Excerpt:
────────────────
Deep, Surprising Histories in Clarksville, Tennessee

The Customs House Museum lit up at night.
The Customs House Museum lit up at night. Marni Patterson photos.

Where to Explore History in Clarksville, Tennessee

By Marni Patterson

Wilma Rudolph won three Olympic gold medals in track at the 1960 Olympics in Rome.
Wilma Rudolph won three Olympic gold medals in track at the 1960 Olympics in Rome.

One of the first things people ask about Clarksville, Tennessee is whether it’s the city the Monkees sang about in their 1966 hit “Last Train to Clarksville.” It isn’t.

Tommy Boyce and Bobby Hart, the songwriters, wrote it as a Vietnam War protest song about a man who’s been drafted. They said the reference in the song could be any number of U.S. towns named Clarksville, but it doesn’t refer to any specific one.

Clarksville is actually named for General George Rogers Clark, an Indian fighter and Revolutionary War leader who founded the town in 1784.

He allocated 1000 acres to establish the city from 150,000 acres of land he received in return for his service during the war. The town was named Clarksville because he was the founder.

Many visitors to Tennessee flock to Nashville, Memphis, and the Smoky Mountains and most have never heard of Clarksville. So, they don’t include it in their plans. Surprisingly, it has enough interesting activities to keep them busy for days, especially if they’re interested in history.

Tennessee cast the deciding vote to pass the 19th Amendment, granting women the right to vote.
Tennessee cast the deciding vote to pass the 19th Amendment, granting women the right to vote.

Downtown is Full of Surprises

I started my trip by following the Clarksville Then & Now Trail around the historic downtown area and learned some surprising facts about Clarksville and Tennessee.

We saw a statue of someone we immediately recognized: Frank Sutton, or Sergeant Carter in the show Gomer Pyle U.S.M.C. The statue felt so lifelike that we could almost hear him yelling, “PYLE!!!!!!”

Did you know the Tennessee legislature cast the deciding vote to pass the 19th Amendment, granting women the right to vote?

We didn’t until we saw a monument in Clarksville’s Public Square. At that time, 36 states were needed to ratify a constitutional amendment. Tennessee was number 36 and is proud of its integral role in such a significant historical event.
────────────────
What you have to do:
According to the article on Clarksville, Tennessee, in what year did General George Rogers Clark found the town?

[Extracted records]
────────────────
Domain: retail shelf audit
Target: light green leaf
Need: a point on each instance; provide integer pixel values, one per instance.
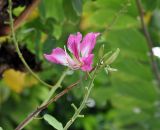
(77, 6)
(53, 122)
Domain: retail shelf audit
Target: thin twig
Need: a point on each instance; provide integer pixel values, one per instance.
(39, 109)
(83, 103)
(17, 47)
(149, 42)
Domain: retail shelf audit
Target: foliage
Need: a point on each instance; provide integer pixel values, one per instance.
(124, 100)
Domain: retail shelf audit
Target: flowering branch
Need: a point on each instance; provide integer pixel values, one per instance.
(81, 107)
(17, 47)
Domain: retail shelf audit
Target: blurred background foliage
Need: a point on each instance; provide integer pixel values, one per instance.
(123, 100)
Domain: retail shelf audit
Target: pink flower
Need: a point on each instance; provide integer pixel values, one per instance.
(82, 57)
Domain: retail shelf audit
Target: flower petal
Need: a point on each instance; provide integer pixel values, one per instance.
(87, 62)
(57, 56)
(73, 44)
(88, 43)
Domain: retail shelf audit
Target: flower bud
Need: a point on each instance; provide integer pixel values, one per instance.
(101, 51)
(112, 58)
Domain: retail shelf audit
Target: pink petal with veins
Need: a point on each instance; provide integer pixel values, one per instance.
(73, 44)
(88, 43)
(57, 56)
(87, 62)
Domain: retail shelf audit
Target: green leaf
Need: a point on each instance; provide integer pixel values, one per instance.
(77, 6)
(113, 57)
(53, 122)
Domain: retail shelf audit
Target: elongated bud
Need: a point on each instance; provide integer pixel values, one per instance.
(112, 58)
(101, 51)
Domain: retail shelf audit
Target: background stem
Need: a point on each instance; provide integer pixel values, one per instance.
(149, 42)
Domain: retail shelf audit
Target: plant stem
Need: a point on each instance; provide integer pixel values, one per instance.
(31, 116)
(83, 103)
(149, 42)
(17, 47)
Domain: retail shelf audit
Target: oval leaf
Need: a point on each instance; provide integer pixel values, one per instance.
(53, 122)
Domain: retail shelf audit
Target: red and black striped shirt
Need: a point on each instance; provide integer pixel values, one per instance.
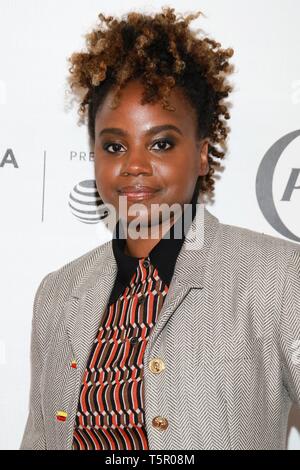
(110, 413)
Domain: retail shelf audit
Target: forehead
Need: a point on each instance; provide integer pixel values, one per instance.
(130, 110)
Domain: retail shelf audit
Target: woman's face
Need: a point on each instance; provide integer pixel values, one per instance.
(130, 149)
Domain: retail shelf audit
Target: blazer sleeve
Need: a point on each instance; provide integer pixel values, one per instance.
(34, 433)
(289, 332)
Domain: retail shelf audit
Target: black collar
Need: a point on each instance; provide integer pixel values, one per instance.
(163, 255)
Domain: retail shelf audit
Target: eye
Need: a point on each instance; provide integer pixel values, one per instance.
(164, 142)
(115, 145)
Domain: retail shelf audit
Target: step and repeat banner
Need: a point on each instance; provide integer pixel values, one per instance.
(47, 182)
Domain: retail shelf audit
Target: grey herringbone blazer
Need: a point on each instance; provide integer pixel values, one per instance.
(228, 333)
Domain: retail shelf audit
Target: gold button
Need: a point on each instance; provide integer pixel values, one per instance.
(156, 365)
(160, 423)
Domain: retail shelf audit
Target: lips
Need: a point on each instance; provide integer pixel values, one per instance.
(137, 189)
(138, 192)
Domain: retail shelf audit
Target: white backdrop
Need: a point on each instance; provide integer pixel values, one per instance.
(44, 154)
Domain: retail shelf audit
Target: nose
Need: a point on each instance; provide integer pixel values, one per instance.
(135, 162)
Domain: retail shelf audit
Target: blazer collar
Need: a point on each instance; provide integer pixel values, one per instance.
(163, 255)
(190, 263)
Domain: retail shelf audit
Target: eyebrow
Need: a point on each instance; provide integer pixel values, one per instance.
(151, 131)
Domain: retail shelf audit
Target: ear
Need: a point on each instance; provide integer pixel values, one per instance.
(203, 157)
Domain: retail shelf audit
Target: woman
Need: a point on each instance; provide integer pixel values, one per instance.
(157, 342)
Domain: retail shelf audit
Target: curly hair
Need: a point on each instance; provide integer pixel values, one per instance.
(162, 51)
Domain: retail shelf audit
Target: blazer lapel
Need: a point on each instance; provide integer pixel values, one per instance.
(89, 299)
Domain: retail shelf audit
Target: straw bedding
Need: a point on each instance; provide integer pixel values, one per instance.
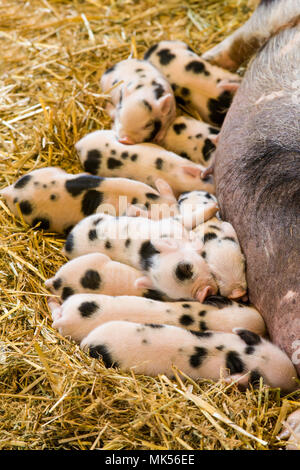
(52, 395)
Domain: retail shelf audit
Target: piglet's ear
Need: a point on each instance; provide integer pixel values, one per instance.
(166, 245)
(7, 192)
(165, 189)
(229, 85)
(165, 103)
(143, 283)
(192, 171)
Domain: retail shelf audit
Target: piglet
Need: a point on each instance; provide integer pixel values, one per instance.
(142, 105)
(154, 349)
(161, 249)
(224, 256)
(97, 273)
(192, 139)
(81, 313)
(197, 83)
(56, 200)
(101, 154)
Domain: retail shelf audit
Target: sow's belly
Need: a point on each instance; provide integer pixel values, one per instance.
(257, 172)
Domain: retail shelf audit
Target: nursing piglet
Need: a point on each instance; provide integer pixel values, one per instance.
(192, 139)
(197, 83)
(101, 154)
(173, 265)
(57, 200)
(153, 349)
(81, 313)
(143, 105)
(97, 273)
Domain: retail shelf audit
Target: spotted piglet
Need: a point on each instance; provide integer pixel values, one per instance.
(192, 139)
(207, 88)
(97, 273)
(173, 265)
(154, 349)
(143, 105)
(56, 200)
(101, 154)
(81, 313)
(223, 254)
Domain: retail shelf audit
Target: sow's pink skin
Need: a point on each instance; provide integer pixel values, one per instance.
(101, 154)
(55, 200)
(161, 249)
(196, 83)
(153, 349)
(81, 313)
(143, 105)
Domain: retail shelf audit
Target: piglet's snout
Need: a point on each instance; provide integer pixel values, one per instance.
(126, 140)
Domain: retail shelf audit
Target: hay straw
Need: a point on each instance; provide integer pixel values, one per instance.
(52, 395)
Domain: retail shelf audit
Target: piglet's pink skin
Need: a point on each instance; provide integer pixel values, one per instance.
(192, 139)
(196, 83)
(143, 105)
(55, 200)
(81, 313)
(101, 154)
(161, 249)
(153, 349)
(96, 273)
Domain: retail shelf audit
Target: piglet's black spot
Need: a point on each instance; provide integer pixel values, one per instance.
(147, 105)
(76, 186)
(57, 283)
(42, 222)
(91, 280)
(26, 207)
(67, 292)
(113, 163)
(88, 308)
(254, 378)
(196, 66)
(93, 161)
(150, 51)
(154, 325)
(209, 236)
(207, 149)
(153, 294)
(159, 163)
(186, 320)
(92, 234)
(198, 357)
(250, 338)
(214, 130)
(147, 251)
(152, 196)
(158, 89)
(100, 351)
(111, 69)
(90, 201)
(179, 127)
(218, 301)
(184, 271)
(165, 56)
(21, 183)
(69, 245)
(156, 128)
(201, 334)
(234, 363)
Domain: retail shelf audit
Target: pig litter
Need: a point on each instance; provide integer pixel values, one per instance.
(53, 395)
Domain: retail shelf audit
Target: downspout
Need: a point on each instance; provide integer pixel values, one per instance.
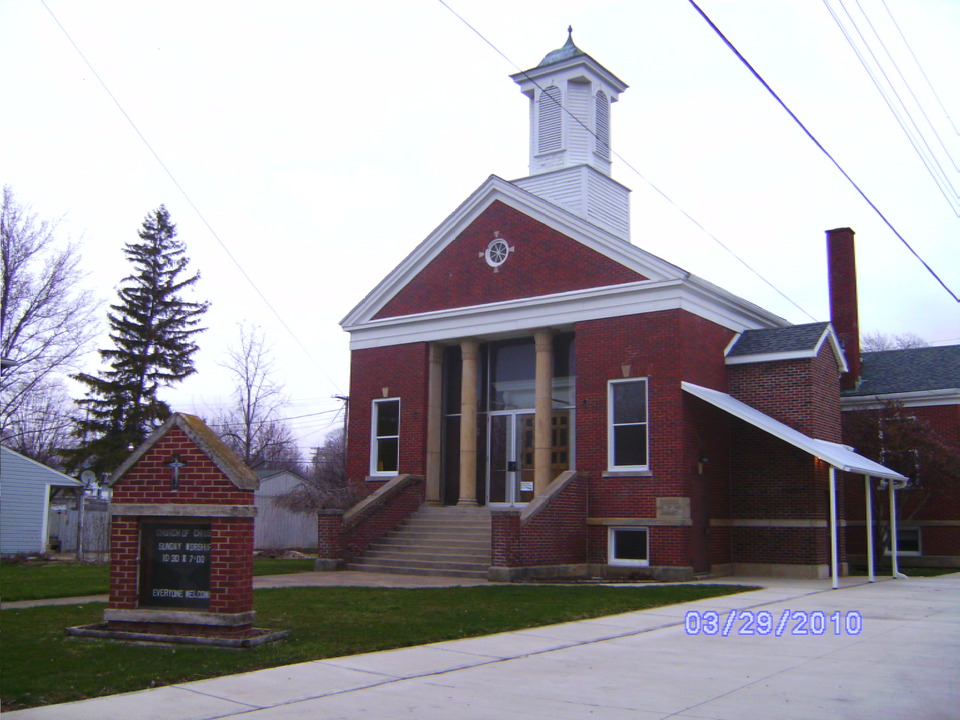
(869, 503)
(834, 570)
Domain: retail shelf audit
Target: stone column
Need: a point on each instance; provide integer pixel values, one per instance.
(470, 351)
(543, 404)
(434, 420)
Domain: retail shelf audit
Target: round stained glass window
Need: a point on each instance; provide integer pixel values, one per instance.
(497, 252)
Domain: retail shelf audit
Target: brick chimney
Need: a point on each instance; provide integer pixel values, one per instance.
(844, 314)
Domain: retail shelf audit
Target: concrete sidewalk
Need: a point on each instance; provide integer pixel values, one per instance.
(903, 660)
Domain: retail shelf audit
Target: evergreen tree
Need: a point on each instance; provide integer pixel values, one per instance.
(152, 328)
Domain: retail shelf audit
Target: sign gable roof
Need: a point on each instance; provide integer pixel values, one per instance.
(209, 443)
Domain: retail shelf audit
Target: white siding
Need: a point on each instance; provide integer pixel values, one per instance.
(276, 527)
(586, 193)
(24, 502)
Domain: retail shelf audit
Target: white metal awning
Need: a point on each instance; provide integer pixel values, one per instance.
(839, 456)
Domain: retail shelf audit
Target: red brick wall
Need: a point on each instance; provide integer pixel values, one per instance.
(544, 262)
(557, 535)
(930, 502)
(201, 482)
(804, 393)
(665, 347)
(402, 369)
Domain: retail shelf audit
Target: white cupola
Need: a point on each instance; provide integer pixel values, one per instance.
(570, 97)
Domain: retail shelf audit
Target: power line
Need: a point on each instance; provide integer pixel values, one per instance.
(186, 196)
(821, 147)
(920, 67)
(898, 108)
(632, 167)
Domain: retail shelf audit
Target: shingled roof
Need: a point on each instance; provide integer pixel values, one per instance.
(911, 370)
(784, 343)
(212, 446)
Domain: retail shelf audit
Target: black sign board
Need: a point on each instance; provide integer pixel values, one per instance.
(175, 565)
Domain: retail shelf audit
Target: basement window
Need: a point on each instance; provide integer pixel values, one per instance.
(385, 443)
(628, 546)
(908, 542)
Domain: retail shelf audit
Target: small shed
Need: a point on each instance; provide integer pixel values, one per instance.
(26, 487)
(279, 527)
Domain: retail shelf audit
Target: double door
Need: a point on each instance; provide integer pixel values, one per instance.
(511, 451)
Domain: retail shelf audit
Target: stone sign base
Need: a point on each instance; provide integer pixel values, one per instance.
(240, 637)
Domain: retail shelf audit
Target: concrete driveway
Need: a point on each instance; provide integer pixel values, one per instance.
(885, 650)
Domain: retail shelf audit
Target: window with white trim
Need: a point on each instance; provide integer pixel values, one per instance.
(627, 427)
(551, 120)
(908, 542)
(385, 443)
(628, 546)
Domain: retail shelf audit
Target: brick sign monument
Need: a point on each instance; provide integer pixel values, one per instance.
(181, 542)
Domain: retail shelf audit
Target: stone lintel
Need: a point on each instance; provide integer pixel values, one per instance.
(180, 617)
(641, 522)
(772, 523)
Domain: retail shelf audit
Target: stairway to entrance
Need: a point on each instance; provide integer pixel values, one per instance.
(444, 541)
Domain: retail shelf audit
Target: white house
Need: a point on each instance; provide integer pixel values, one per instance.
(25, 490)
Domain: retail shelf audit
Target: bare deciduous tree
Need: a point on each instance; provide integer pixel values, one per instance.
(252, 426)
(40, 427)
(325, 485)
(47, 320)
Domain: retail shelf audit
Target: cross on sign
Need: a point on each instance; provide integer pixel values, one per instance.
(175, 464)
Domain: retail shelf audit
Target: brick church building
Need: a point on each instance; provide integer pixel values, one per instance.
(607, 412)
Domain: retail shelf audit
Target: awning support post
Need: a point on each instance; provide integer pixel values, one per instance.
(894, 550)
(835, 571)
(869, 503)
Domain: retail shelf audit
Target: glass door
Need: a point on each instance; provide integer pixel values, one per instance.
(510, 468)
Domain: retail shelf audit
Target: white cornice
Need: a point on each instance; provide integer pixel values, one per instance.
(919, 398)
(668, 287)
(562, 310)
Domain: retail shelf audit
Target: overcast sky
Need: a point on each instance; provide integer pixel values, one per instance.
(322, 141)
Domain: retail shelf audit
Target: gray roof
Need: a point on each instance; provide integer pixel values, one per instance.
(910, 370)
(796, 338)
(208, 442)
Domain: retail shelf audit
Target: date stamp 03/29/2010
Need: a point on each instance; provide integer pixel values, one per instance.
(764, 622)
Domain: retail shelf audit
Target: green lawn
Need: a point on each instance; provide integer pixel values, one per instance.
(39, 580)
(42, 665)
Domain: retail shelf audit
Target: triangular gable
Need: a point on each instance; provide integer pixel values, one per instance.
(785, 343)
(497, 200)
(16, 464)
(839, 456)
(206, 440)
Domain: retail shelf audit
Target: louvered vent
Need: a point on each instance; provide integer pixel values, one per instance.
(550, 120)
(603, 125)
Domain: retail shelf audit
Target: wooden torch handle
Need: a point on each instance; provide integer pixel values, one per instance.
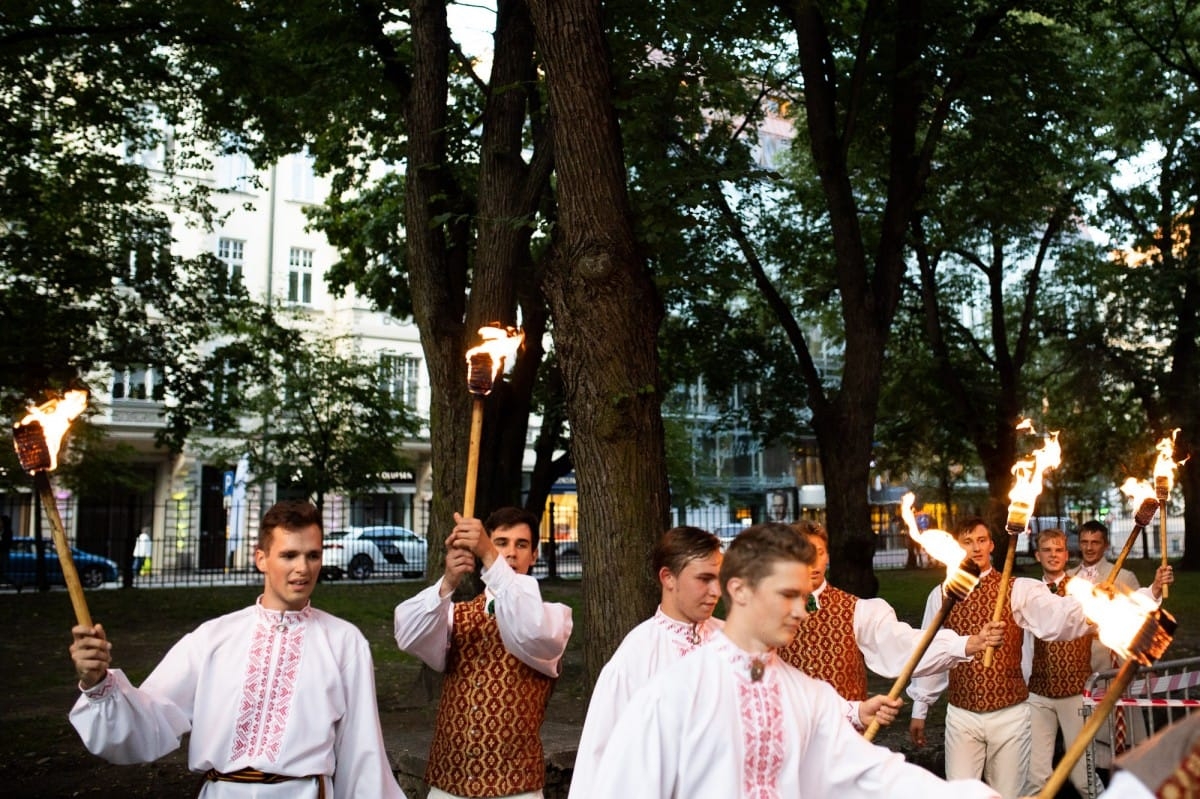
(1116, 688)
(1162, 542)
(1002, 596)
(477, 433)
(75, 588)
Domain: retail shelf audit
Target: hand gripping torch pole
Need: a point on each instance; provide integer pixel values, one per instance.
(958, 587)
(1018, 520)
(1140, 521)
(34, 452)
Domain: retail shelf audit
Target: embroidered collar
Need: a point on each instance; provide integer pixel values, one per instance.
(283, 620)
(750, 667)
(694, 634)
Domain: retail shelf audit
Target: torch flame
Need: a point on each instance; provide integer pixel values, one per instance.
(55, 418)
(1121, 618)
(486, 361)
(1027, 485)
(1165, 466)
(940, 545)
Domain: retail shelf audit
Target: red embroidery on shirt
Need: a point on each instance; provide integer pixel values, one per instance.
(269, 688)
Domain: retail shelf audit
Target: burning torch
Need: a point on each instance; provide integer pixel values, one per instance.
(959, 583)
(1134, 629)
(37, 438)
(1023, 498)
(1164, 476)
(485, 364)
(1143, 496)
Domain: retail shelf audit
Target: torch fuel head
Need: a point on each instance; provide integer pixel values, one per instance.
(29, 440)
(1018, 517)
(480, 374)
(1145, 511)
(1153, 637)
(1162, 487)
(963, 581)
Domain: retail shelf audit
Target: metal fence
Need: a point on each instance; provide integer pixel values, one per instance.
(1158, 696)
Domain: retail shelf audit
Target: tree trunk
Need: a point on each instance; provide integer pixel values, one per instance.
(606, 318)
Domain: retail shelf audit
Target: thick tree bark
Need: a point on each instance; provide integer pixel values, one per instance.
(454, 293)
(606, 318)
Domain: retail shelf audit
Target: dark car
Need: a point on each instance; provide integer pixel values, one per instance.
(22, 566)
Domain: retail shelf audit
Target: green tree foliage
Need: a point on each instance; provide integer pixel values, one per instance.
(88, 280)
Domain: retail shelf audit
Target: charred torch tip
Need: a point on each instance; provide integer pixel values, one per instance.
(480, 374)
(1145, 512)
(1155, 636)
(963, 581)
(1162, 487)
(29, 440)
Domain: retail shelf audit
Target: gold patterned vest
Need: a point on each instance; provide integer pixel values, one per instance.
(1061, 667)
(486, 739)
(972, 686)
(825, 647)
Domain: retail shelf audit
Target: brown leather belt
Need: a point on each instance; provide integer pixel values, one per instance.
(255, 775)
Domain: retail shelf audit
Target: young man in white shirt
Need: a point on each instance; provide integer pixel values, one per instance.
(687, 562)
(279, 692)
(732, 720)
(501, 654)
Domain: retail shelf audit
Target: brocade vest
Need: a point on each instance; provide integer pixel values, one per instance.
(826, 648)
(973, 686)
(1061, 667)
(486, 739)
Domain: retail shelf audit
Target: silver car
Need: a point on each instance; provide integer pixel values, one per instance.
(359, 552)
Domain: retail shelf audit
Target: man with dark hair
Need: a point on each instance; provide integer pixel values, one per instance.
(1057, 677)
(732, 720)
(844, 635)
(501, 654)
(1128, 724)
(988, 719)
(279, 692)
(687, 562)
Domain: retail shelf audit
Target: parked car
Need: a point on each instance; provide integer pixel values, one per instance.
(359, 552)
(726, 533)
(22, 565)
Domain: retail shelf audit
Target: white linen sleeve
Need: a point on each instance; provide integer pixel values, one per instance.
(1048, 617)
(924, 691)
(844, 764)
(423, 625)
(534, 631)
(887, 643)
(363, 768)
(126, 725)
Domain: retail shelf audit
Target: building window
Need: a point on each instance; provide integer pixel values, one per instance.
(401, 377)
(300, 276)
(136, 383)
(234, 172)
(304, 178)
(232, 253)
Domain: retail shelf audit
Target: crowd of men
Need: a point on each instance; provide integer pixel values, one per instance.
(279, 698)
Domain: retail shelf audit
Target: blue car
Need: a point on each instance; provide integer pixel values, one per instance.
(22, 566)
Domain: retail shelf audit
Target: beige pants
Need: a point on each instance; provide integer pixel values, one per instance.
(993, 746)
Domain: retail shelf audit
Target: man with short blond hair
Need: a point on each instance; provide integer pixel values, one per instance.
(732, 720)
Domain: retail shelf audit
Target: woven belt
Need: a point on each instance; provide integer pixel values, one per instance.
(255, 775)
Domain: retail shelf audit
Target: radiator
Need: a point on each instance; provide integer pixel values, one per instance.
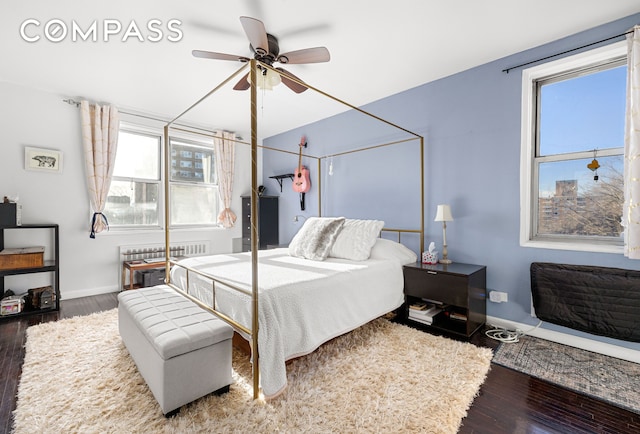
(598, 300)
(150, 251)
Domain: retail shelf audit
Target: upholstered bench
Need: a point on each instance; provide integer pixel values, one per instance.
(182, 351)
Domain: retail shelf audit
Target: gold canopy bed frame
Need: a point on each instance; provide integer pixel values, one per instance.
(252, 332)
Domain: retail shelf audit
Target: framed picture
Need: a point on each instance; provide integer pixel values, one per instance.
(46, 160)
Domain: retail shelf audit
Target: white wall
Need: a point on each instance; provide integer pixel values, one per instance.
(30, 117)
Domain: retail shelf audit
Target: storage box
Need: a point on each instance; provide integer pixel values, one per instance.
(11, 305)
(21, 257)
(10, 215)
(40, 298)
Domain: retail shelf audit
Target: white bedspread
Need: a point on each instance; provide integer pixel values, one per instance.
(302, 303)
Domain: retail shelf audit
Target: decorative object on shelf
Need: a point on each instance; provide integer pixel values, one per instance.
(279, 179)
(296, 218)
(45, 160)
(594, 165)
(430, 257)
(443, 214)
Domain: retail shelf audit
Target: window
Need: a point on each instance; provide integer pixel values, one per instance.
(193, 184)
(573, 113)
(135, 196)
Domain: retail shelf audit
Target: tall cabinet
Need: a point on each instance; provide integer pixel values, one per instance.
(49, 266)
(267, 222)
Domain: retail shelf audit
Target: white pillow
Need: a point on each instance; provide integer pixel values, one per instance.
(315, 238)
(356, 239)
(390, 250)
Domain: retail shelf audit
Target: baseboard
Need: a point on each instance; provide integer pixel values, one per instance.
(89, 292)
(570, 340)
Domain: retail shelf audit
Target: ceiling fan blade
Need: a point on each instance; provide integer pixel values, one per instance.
────────────────
Output for this exercise:
1784